(Tasks to complete)
1. Answer these questions from the relay-binning text:
(a) In what kind of log files will the computer store the characteristics?
(b) How many codes per digit does the alphanumeric code provide?
(c) In what language is the test software written?
2. List every count of codes or relays that the relay-binning text states, with what each count refers to.
3. Transcribe the part of the relay-binning text starting at "The test software" and ending at "previous log files.".

:: Source ::

I'll have to automate many aspects of the binning process. However I still have to manually handle the parts.

The computer will generate and store the characteristics with SSV log files, but the relays might be loose in bags or boxes. The relays must be marked, manually, because I have no fancy automated marker. There is only me and a fine marker. The marking must be short and practical...

I decided to use an alphanumeric code : 2 or 3 digits, 0-F and A-Z. There are 36 codes per digit, which is the standard capacity of a box of RES15. This allows me to mark boxes with a prefix for easier lookup in the future.

36×36=1296 relays : this is more than I think I can test myself so 2 digits are enough in the beginning but 3 is still possible (up to 46656 codes) because I own more than 1296 relays at this moment.

The test software is written in C because of interfacing and timing constraints. Let's now write the conversion functions :

• alpha to integer is required so the program knows where to start counting, from the command line or by scanning the previous log files.

:::
:: Dataset entries ::

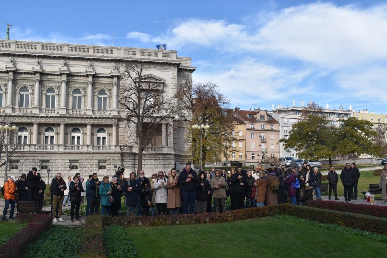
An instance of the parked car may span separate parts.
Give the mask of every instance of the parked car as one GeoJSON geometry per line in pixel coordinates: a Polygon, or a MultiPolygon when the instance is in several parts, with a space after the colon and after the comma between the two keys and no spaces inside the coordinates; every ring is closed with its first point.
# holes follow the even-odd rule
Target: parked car
{"type": "Polygon", "coordinates": [[[294,159],[290,161],[290,166],[292,167],[297,167],[299,165],[302,166],[303,163],[303,159],[294,159]]]}
{"type": "Polygon", "coordinates": [[[280,157],[279,158],[279,164],[282,165],[283,166],[290,166],[290,162],[294,160],[293,157],[280,157]]]}

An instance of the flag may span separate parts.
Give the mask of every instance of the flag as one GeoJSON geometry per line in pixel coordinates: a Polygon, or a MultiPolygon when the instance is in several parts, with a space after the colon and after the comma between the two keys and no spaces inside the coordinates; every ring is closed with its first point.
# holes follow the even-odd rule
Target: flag
{"type": "Polygon", "coordinates": [[[156,47],[157,48],[157,49],[159,49],[159,50],[167,50],[167,44],[162,44],[160,45],[156,45],[156,47]]]}

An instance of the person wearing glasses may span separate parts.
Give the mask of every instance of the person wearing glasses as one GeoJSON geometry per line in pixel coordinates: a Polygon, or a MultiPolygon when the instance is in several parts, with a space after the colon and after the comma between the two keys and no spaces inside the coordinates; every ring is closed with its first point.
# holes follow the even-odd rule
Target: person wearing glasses
{"type": "Polygon", "coordinates": [[[353,183],[356,181],[355,177],[349,163],[346,164],[340,174],[340,180],[344,188],[344,202],[346,203],[349,203],[353,197],[353,183]]]}

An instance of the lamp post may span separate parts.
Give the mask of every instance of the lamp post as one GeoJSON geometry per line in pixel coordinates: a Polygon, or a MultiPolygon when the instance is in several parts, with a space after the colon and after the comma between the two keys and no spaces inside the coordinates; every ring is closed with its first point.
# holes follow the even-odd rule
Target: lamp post
{"type": "Polygon", "coordinates": [[[15,125],[10,126],[6,124],[5,125],[0,125],[0,131],[5,134],[6,140],[6,173],[4,175],[4,182],[8,179],[8,137],[10,132],[16,130],[16,126],[15,125]]]}
{"type": "Polygon", "coordinates": [[[199,129],[200,130],[200,170],[203,170],[203,151],[202,149],[202,130],[208,129],[210,128],[210,126],[208,125],[201,124],[200,125],[195,124],[192,126],[192,129],[199,129]]]}

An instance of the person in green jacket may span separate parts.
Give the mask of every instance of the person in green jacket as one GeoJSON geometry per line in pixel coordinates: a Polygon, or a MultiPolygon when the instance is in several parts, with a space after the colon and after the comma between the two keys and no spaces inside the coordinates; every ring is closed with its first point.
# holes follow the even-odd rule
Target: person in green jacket
{"type": "Polygon", "coordinates": [[[109,195],[111,194],[111,186],[109,184],[109,177],[104,176],[101,186],[99,188],[99,195],[101,196],[101,205],[102,206],[102,215],[110,214],[111,203],[109,201],[109,195]]]}

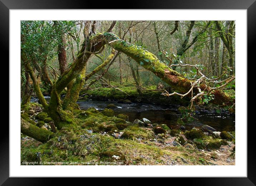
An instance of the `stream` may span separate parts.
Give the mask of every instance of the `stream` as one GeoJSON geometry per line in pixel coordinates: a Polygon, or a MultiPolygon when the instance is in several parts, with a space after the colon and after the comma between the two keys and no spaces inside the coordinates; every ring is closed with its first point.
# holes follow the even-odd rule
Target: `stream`
{"type": "MultiPolygon", "coordinates": [[[[46,100],[49,97],[45,97],[46,100]]],[[[31,98],[31,102],[36,102],[37,98],[31,98]]],[[[177,112],[178,105],[162,105],[143,103],[131,104],[118,103],[117,101],[104,101],[96,100],[79,101],[77,102],[82,110],[86,110],[90,107],[94,107],[99,111],[103,110],[110,104],[117,107],[113,109],[115,115],[120,113],[125,114],[129,116],[129,121],[133,122],[137,119],[141,119],[145,118],[152,123],[165,124],[172,129],[179,127],[177,120],[179,115],[177,112]]],[[[217,131],[234,131],[235,118],[234,114],[228,113],[199,114],[193,116],[195,119],[189,124],[185,125],[186,129],[190,129],[193,127],[199,128],[203,125],[208,125],[213,127],[217,131]]]]}

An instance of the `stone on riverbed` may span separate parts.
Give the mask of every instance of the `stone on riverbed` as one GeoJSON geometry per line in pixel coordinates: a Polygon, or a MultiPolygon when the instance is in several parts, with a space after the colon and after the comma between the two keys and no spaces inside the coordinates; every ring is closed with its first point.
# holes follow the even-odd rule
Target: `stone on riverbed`
{"type": "Polygon", "coordinates": [[[106,108],[107,108],[114,109],[117,108],[117,107],[114,104],[109,104],[107,105],[106,108]]]}
{"type": "Polygon", "coordinates": [[[213,128],[211,126],[210,126],[207,125],[204,125],[201,127],[201,129],[204,132],[209,133],[210,134],[213,134],[213,132],[216,131],[216,129],[213,128]]]}
{"type": "Polygon", "coordinates": [[[133,122],[133,123],[136,123],[136,124],[138,124],[140,126],[144,126],[144,125],[145,125],[145,123],[144,123],[144,122],[142,122],[141,121],[138,119],[136,119],[135,120],[134,120],[134,122],[133,122]]]}
{"type": "Polygon", "coordinates": [[[143,123],[146,123],[147,124],[151,124],[151,122],[148,120],[147,118],[143,118],[142,119],[142,121],[143,121],[143,123]]]}

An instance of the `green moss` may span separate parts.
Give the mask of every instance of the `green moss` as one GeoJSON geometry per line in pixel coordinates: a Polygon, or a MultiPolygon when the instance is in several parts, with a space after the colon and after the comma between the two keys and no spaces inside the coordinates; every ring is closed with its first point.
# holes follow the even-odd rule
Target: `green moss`
{"type": "Polygon", "coordinates": [[[106,127],[106,129],[105,130],[105,132],[108,132],[111,131],[112,132],[115,131],[115,130],[118,130],[118,129],[115,125],[108,125],[106,127]]]}
{"type": "Polygon", "coordinates": [[[81,125],[81,126],[82,128],[85,128],[87,127],[93,127],[97,125],[92,120],[89,120],[87,121],[81,125]]]}
{"type": "Polygon", "coordinates": [[[124,103],[125,104],[131,104],[132,103],[132,102],[129,99],[125,99],[124,100],[124,103]]]}
{"type": "Polygon", "coordinates": [[[46,118],[44,120],[44,122],[49,123],[51,122],[53,122],[53,120],[51,118],[46,118]]]}
{"type": "Polygon", "coordinates": [[[228,140],[228,141],[232,141],[233,139],[232,136],[226,131],[222,131],[221,133],[221,138],[222,139],[228,140]]]}
{"type": "Polygon", "coordinates": [[[178,112],[179,113],[182,114],[183,113],[186,112],[187,111],[187,108],[186,108],[185,107],[182,106],[178,108],[178,112]]]}
{"type": "Polygon", "coordinates": [[[170,135],[172,136],[178,136],[181,133],[180,130],[177,129],[173,129],[170,130],[170,135]]]}
{"type": "Polygon", "coordinates": [[[175,140],[182,145],[183,145],[186,142],[184,138],[182,136],[179,136],[175,140]]]}
{"type": "Polygon", "coordinates": [[[118,118],[124,119],[126,121],[128,121],[129,120],[129,117],[128,115],[125,114],[119,114],[117,116],[117,117],[118,118]]]}
{"type": "Polygon", "coordinates": [[[127,128],[128,125],[126,124],[117,123],[115,124],[115,126],[117,126],[117,127],[118,129],[122,130],[125,128],[127,128]]]}
{"type": "Polygon", "coordinates": [[[32,120],[31,119],[28,119],[26,120],[27,122],[28,122],[29,123],[31,123],[32,125],[36,125],[36,123],[35,122],[35,121],[34,120],[32,120]]]}
{"type": "Polygon", "coordinates": [[[166,131],[164,129],[160,126],[155,126],[153,128],[153,130],[156,134],[165,134],[166,131]]]}
{"type": "Polygon", "coordinates": [[[198,149],[215,150],[220,149],[221,146],[222,140],[206,136],[204,139],[195,139],[193,141],[198,149]]]}
{"type": "Polygon", "coordinates": [[[90,114],[91,114],[91,113],[88,111],[82,112],[78,114],[77,118],[80,119],[86,119],[89,117],[90,114]]]}
{"type": "Polygon", "coordinates": [[[104,115],[109,117],[112,117],[114,116],[114,111],[113,110],[107,108],[105,109],[101,113],[104,115]]]}
{"type": "Polygon", "coordinates": [[[87,110],[88,112],[91,112],[92,113],[93,113],[94,114],[97,114],[99,112],[98,110],[97,110],[94,107],[89,108],[87,109],[87,110]]]}
{"type": "Polygon", "coordinates": [[[185,134],[187,138],[191,139],[202,138],[205,136],[202,130],[196,129],[192,129],[189,132],[186,132],[185,134]]]}
{"type": "Polygon", "coordinates": [[[23,114],[21,114],[20,117],[25,120],[27,120],[29,119],[29,116],[27,113],[26,113],[23,114]]]}
{"type": "Polygon", "coordinates": [[[121,136],[123,139],[133,139],[135,138],[134,134],[131,131],[125,131],[121,136]]]}
{"type": "Polygon", "coordinates": [[[112,159],[115,159],[115,157],[118,156],[118,157],[117,157],[117,159],[118,160],[125,160],[125,156],[123,154],[116,151],[109,150],[104,151],[100,154],[100,156],[102,158],[105,157],[111,158],[112,159]]]}
{"type": "Polygon", "coordinates": [[[114,104],[109,104],[106,107],[106,108],[109,109],[113,109],[117,108],[117,107],[114,104]]]}
{"type": "MultiPolygon", "coordinates": [[[[152,139],[154,135],[154,133],[152,130],[144,130],[135,125],[128,126],[124,129],[123,131],[126,134],[124,136],[127,135],[128,136],[132,136],[133,138],[137,138],[149,139],[152,139]]],[[[123,134],[122,135],[122,136],[123,135],[123,134]]]]}
{"type": "Polygon", "coordinates": [[[38,122],[36,124],[36,126],[38,127],[41,128],[44,125],[44,122],[43,121],[38,122]]]}
{"type": "Polygon", "coordinates": [[[170,130],[170,128],[166,124],[161,124],[160,126],[161,127],[166,131],[169,131],[170,130]]]}
{"type": "Polygon", "coordinates": [[[43,120],[45,118],[47,117],[48,114],[44,112],[40,112],[35,116],[35,118],[43,120]]]}

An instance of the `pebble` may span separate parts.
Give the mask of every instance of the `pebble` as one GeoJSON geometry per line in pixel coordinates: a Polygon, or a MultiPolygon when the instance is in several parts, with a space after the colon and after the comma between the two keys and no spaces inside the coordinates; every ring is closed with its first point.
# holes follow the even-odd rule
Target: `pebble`
{"type": "Polygon", "coordinates": [[[181,128],[181,129],[182,129],[183,130],[184,130],[186,128],[183,125],[181,125],[181,126],[179,127],[179,128],[181,128]]]}

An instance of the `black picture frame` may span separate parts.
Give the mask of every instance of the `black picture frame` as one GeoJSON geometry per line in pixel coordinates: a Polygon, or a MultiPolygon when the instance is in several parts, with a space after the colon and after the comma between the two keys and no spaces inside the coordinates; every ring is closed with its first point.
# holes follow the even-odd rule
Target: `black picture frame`
{"type": "MultiPolygon", "coordinates": [[[[9,56],[6,54],[9,50],[9,10],[10,9],[121,9],[125,7],[127,9],[246,9],[247,10],[247,57],[248,61],[253,63],[255,61],[254,53],[255,50],[256,33],[256,1],[255,0],[164,0],[157,2],[152,0],[129,1],[124,6],[121,5],[120,1],[112,0],[108,3],[102,2],[102,6],[95,4],[95,1],[67,0],[0,0],[0,53],[1,56],[9,56]]],[[[106,2],[107,1],[105,1],[106,2]]],[[[252,63],[253,65],[253,63],[252,63]]],[[[248,63],[247,63],[248,64],[248,63]]],[[[8,67],[9,68],[9,67],[8,67]]],[[[11,69],[9,69],[9,71],[11,69]]],[[[249,79],[247,78],[249,80],[249,79]]],[[[250,81],[249,81],[250,82],[250,81]]],[[[10,85],[9,85],[10,86],[10,85]]],[[[9,98],[10,99],[10,98],[9,98]]],[[[245,109],[246,109],[245,108],[245,109]]],[[[249,114],[248,114],[249,115],[249,114]]],[[[254,123],[252,122],[252,123],[254,123]]],[[[246,123],[243,124],[246,126],[246,123]]],[[[172,179],[182,180],[183,183],[189,183],[190,185],[255,185],[256,184],[256,154],[255,149],[255,124],[247,127],[247,176],[246,177],[211,177],[211,178],[180,178],[172,179]],[[250,126],[250,127],[249,127],[250,126]]],[[[3,185],[46,185],[52,183],[52,179],[48,178],[14,178],[9,176],[9,126],[4,123],[1,128],[1,140],[0,141],[0,184],[3,185]]],[[[203,168],[202,167],[202,168],[203,168]]],[[[75,178],[77,179],[78,178],[75,178]]],[[[97,182],[107,182],[108,178],[104,180],[97,179],[97,182]]],[[[122,181],[115,180],[118,183],[130,185],[133,181],[127,179],[122,181]]],[[[147,180],[153,182],[151,178],[147,180]]],[[[162,178],[161,179],[166,179],[162,178]]],[[[87,181],[89,180],[87,178],[87,181]]],[[[80,179],[79,179],[80,180],[80,179]]],[[[164,181],[164,180],[163,180],[164,181]]],[[[181,180],[177,180],[178,181],[181,180]]],[[[66,179],[60,179],[59,184],[66,182],[66,179]]],[[[156,181],[155,180],[155,181],[156,181]]],[[[162,182],[162,181],[161,181],[162,182]]]]}

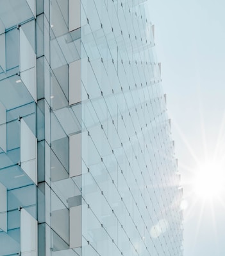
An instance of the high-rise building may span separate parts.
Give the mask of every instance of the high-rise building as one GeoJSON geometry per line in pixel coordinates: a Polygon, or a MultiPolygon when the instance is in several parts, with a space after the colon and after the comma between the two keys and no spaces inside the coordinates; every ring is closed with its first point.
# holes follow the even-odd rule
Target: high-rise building
{"type": "Polygon", "coordinates": [[[0,256],[182,255],[146,3],[0,0],[0,256]]]}

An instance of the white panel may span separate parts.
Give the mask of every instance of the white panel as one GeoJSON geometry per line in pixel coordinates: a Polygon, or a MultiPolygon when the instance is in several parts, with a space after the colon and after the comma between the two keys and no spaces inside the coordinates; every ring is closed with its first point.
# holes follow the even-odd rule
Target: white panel
{"type": "Polygon", "coordinates": [[[69,104],[81,101],[81,60],[69,64],[69,104]]]}
{"type": "Polygon", "coordinates": [[[22,256],[37,256],[38,223],[24,209],[21,214],[21,251],[22,256]]]}
{"type": "Polygon", "coordinates": [[[33,98],[37,102],[36,67],[21,72],[21,78],[33,98]]]}
{"type": "Polygon", "coordinates": [[[71,207],[70,217],[70,248],[82,246],[82,205],[71,207]]]}
{"type": "Polygon", "coordinates": [[[21,72],[35,66],[36,55],[23,32],[20,29],[21,72]]]}
{"type": "Polygon", "coordinates": [[[69,242],[69,211],[60,209],[51,212],[51,228],[65,242],[69,242]]]}
{"type": "Polygon", "coordinates": [[[7,232],[7,189],[0,183],[0,230],[7,232]]]}
{"type": "Polygon", "coordinates": [[[29,8],[31,8],[33,15],[36,17],[36,1],[35,0],[26,0],[29,8]]]}
{"type": "Polygon", "coordinates": [[[21,168],[37,185],[37,138],[23,119],[21,120],[21,168]]]}
{"type": "Polygon", "coordinates": [[[6,71],[6,36],[4,33],[0,35],[0,67],[4,72],[6,71]]]}
{"type": "Polygon", "coordinates": [[[69,176],[82,174],[81,133],[69,137],[69,176]]]}
{"type": "Polygon", "coordinates": [[[6,111],[0,102],[0,147],[6,152],[6,111]]]}
{"type": "Polygon", "coordinates": [[[36,55],[22,29],[20,29],[21,80],[37,102],[36,55]]]}
{"type": "Polygon", "coordinates": [[[81,0],[69,0],[69,32],[81,26],[81,0]]]}

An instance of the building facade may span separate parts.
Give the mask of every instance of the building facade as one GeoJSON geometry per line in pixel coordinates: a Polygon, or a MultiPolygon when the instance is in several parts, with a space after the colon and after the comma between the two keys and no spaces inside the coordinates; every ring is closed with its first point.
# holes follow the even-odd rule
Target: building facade
{"type": "Polygon", "coordinates": [[[147,2],[0,0],[0,256],[182,255],[147,2]]]}

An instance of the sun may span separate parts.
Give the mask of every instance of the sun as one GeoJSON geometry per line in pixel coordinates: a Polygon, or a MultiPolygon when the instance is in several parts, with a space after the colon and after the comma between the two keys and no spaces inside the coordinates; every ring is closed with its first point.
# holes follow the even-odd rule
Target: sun
{"type": "Polygon", "coordinates": [[[220,161],[199,163],[194,170],[193,192],[203,199],[212,199],[225,191],[225,169],[220,161]]]}

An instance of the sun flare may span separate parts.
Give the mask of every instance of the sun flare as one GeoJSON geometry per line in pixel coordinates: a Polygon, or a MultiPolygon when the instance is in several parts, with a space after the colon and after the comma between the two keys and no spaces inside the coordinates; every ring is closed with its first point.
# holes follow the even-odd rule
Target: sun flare
{"type": "Polygon", "coordinates": [[[199,164],[195,170],[192,185],[194,193],[198,197],[219,197],[225,190],[225,169],[219,161],[199,164]]]}

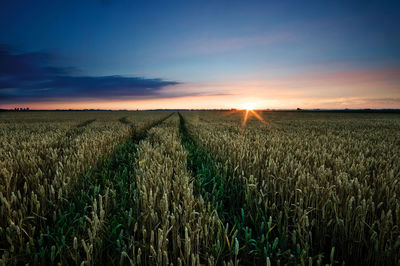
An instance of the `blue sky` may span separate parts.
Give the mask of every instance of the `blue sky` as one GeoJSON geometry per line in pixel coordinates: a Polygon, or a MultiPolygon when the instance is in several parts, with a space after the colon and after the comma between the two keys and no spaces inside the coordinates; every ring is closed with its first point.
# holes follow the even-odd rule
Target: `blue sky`
{"type": "Polygon", "coordinates": [[[99,84],[99,90],[126,90],[113,101],[132,109],[188,102],[235,107],[243,98],[260,108],[400,107],[396,1],[6,0],[0,7],[0,44],[8,55],[0,64],[0,83],[7,81],[0,86],[2,106],[39,108],[66,99],[110,106],[104,102],[112,92],[96,95],[98,83],[88,92],[87,80],[108,77],[117,84],[118,76],[122,85],[99,84]],[[36,64],[43,80],[50,75],[59,84],[60,74],[44,69],[68,68],[62,79],[74,82],[54,87],[53,80],[40,90],[21,82],[28,73],[11,77],[7,65],[29,54],[46,55],[24,61],[36,64]],[[154,86],[147,82],[154,80],[154,86]],[[51,97],[43,98],[43,89],[51,97]]]}

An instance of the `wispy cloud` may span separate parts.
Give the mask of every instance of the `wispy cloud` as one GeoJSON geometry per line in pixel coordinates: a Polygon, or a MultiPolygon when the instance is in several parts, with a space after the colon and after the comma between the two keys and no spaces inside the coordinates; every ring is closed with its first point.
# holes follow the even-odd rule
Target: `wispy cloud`
{"type": "Polygon", "coordinates": [[[50,53],[24,53],[0,45],[0,103],[173,97],[160,92],[180,84],[157,78],[77,75],[74,67],[54,66],[54,59],[50,53]]]}
{"type": "Polygon", "coordinates": [[[216,54],[276,43],[292,42],[297,39],[298,36],[292,33],[196,39],[183,43],[181,52],[189,55],[216,54]]]}

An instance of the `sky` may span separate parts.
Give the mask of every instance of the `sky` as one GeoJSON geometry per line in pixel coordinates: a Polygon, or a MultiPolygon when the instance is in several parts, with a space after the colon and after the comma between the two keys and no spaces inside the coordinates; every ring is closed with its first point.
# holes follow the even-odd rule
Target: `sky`
{"type": "Polygon", "coordinates": [[[0,108],[400,108],[398,1],[0,2],[0,108]]]}

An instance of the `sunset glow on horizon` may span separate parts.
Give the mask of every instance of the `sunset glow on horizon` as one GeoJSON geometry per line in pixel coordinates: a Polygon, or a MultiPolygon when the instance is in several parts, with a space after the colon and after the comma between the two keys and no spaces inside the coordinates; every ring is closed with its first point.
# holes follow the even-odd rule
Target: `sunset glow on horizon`
{"type": "Polygon", "coordinates": [[[398,7],[3,3],[0,109],[400,108],[398,7]]]}

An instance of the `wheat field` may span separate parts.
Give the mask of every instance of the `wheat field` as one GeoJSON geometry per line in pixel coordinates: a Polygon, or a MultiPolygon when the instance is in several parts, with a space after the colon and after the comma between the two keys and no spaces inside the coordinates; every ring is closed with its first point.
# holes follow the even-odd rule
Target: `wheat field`
{"type": "Polygon", "coordinates": [[[400,265],[400,115],[1,112],[1,265],[400,265]]]}

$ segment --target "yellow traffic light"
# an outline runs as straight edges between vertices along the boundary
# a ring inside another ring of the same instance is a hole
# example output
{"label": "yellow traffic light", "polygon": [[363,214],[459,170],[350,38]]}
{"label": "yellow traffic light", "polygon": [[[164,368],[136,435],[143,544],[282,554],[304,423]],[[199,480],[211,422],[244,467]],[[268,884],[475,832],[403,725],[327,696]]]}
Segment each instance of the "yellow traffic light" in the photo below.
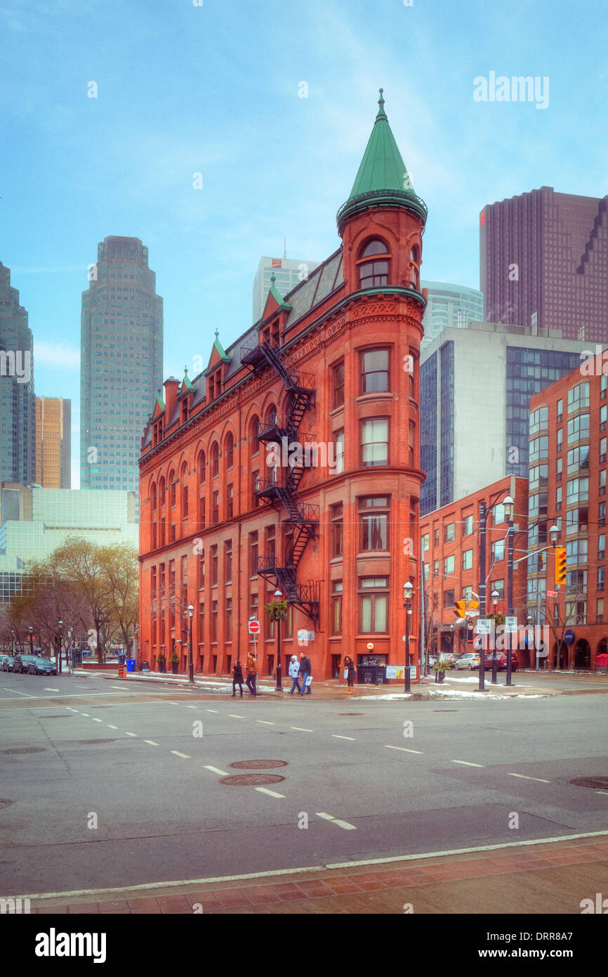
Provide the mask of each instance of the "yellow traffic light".
{"label": "yellow traffic light", "polygon": [[566,582],[566,547],[558,546],[555,550],[555,585]]}

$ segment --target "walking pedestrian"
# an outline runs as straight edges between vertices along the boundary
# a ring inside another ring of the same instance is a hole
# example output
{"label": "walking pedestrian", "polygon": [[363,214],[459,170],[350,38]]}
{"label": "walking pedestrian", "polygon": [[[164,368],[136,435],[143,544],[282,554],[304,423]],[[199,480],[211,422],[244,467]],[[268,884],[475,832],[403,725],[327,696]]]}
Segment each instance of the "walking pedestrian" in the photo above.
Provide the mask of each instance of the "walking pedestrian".
{"label": "walking pedestrian", "polygon": [[300,694],[302,695],[301,690],[300,690],[300,682],[298,681],[298,679],[300,677],[300,662],[299,662],[299,660],[298,660],[298,658],[296,658],[295,655],[292,655],[292,657],[291,657],[291,661],[289,662],[288,673],[289,673],[289,677],[293,678],[293,680],[294,680],[293,684],[292,684],[292,687],[291,687],[291,691],[289,693],[290,696],[294,695],[294,692],[296,691],[296,689],[298,689],[298,692],[300,692]]}
{"label": "walking pedestrian", "polygon": [[245,685],[249,689],[251,695],[254,699],[257,697],[258,692],[256,690],[256,678],[258,676],[258,662],[256,661],[255,656],[252,652],[247,656],[247,678],[245,679]]}
{"label": "walking pedestrian", "polygon": [[354,692],[354,678],[355,678],[354,661],[349,655],[345,656],[345,675],[346,678],[346,683],[348,688],[346,689],[346,695],[351,696]]}
{"label": "walking pedestrian", "polygon": [[302,675],[302,692],[301,696],[310,695],[310,682],[307,681],[311,678],[312,665],[310,664],[310,658],[307,655],[302,652],[300,656],[300,674]]}
{"label": "walking pedestrian", "polygon": [[241,699],[243,698],[243,666],[240,661],[235,661],[232,665],[232,699],[236,696],[236,686],[238,685],[241,690]]}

:::

(Answers to each task)
1.
(a) SSV log files.
(b) 36 codes per digit.
(c) C.

2.
- 36: codes per digit, which is also the standard capacity of a box of RES15
- 1296: relays covered by two digits (36×36)
- 46656: codes possible with three digits

3.
The test software is written in C because of interfacing and timing constraints. Let's now write the conversion functions :

• alpha to integer is required so the program knows where to start counting, from the command line or by scanning the previous log files.